=== Selected passage ===
Nick Molyneux 5 Years ago in reply to john mortimer . - Edited
John Mortimer, this doesn't make a lot of sense to me, because whatever assurances Merkel could give about 'monitor the number of immigrants' and 'dealing properly if too many people want to go to populated areas', under the rules of the EU there is no method of controlling where people go. Whether or not immigration is really causing a problem for 'Bob' and his housing/employment situation is another issue, but unless the EU is about to change one of its fundamental principles (free movement of people) then there is no point monitoring migrants because it will not be possible to act on the information. EU leaders have been quite clear that they have no intention of changing this principle. The irony in this discussion is that one of the reasons so many people voted Leave is due to the attitude displayed in the original post above, which despite claiming to use the force of logic and claiming the high moral ground with regard to tolerance, snidely portrays anyone with a different opinion as a bigot. The final sentence reveals that he considers 17 million people in this country to be prejudiced and ignorant. What a very patronising and pessimistic view of your countrymen!
===
- [Short exercise 1]
Output the full comment on EU free movement and the Leave vote word for word.
The comment and the records have no connection to each other.
=== Data ===
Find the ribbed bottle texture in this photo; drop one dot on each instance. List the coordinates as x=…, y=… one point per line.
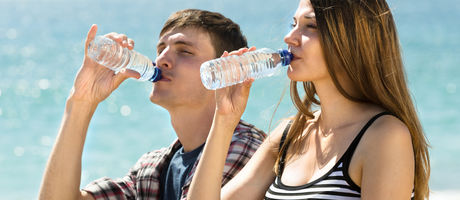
x=107, y=52
x=230, y=70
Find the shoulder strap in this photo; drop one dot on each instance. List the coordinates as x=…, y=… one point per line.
x=355, y=142
x=283, y=156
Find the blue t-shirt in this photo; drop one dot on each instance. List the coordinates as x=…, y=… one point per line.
x=173, y=178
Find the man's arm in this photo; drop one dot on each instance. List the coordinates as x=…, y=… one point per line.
x=63, y=171
x=93, y=84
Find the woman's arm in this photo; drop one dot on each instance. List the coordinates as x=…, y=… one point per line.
x=388, y=162
x=250, y=183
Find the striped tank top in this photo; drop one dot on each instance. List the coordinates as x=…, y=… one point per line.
x=335, y=184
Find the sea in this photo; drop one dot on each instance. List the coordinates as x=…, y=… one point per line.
x=41, y=50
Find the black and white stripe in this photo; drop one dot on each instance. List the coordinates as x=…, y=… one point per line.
x=331, y=186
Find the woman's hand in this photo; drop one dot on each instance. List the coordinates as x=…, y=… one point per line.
x=231, y=101
x=94, y=82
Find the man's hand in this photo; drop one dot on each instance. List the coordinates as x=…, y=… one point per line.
x=94, y=82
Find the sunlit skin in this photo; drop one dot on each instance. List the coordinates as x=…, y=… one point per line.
x=382, y=165
x=180, y=54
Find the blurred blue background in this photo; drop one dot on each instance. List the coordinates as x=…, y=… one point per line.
x=41, y=49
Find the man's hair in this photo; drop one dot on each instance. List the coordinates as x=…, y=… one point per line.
x=225, y=34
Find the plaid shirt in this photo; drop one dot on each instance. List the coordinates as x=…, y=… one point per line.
x=143, y=179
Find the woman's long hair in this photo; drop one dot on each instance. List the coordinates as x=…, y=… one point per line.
x=359, y=37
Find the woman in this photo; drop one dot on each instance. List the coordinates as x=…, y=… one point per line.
x=365, y=142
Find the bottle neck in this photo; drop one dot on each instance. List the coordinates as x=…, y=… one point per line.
x=286, y=57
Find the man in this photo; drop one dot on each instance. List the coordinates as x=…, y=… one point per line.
x=188, y=38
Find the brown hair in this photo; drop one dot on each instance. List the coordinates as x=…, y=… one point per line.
x=225, y=34
x=360, y=38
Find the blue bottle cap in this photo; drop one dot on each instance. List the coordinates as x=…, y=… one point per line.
x=156, y=74
x=286, y=57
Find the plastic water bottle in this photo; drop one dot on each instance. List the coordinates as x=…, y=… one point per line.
x=230, y=70
x=107, y=52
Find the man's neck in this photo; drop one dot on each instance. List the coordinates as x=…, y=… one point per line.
x=192, y=125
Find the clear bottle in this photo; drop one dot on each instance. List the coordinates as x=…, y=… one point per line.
x=230, y=70
x=107, y=52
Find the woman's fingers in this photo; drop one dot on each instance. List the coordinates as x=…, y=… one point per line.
x=90, y=36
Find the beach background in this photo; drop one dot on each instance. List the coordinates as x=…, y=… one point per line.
x=41, y=49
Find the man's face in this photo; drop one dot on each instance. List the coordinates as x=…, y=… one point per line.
x=180, y=54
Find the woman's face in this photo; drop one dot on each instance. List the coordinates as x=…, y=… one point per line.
x=303, y=41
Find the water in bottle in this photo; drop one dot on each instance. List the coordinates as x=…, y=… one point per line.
x=107, y=52
x=230, y=70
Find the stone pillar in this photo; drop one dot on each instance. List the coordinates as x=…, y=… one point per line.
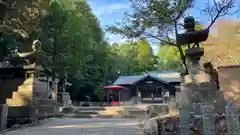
x=208, y=119
x=3, y=116
x=232, y=119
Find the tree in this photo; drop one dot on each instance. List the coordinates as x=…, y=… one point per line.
x=156, y=19
x=80, y=50
x=226, y=40
x=25, y=15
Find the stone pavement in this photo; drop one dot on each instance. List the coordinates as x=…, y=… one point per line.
x=70, y=126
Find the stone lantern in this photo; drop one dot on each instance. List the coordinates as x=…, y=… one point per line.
x=196, y=84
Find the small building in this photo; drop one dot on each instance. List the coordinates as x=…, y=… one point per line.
x=151, y=87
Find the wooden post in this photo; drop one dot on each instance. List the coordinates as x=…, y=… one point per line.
x=184, y=119
x=208, y=120
x=232, y=119
x=3, y=116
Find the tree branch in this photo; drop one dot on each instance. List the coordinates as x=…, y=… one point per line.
x=219, y=14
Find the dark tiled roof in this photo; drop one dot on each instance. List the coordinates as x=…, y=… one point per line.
x=168, y=76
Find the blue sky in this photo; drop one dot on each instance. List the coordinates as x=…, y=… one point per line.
x=111, y=11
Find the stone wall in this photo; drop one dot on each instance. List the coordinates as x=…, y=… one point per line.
x=10, y=84
x=229, y=77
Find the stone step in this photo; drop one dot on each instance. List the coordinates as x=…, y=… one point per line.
x=87, y=112
x=28, y=87
x=90, y=108
x=22, y=94
x=84, y=116
x=29, y=81
x=16, y=102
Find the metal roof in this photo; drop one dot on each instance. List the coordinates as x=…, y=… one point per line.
x=167, y=76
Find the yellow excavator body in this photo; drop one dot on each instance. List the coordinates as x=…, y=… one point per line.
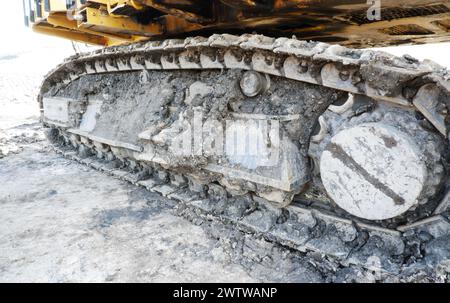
===
- [Short exercise 2]
From the records, return the lines verbatim, starting at the line that has "Find the stone step" and stopping after the line that has "x=16, y=102".

- [Written solution 1]
Nick Molyneux 5 Years ago in reply to john mortimer . - Edited
John Mortimer, this doesn't make a lot of sense to me, because whatever assurances Merkel could give about 'monitor the number of immigrants' and 'dealing properly if too many people want to go to populated areas', under the rules of the EU there is no method of controlling where people go. Whether or not immigration is really causing a problem for 'Bob' and his housing/employment situation is another issue, but unless the EU is about to change one of its fundamental principles (free movement of people) then there is no point monitoring migrants because it will not be possible to act on the information. EU leaders have been quite clear that they have no intention of changing this principle. The irony in this discussion is that one of the reasons so many people voted Leave is due to the attitude displayed in the original post above, which despite claiming to use the force of logic and claiming the high moral ground with regard to tolerance, snidely portrays anyone with a different opinion as a bigot. The final sentence reveals that he considers 17 million people in this country to be prejudiced and ignorant. What a very patronising and pessimistic view of your countrymen!

- [Written solution 2]
Find the stone step in this photo; drop one dot on each instance. List the coordinates as x=…, y=… one point per line.
x=87, y=112
x=28, y=87
x=90, y=108
x=22, y=94
x=84, y=116
x=29, y=81
x=16, y=102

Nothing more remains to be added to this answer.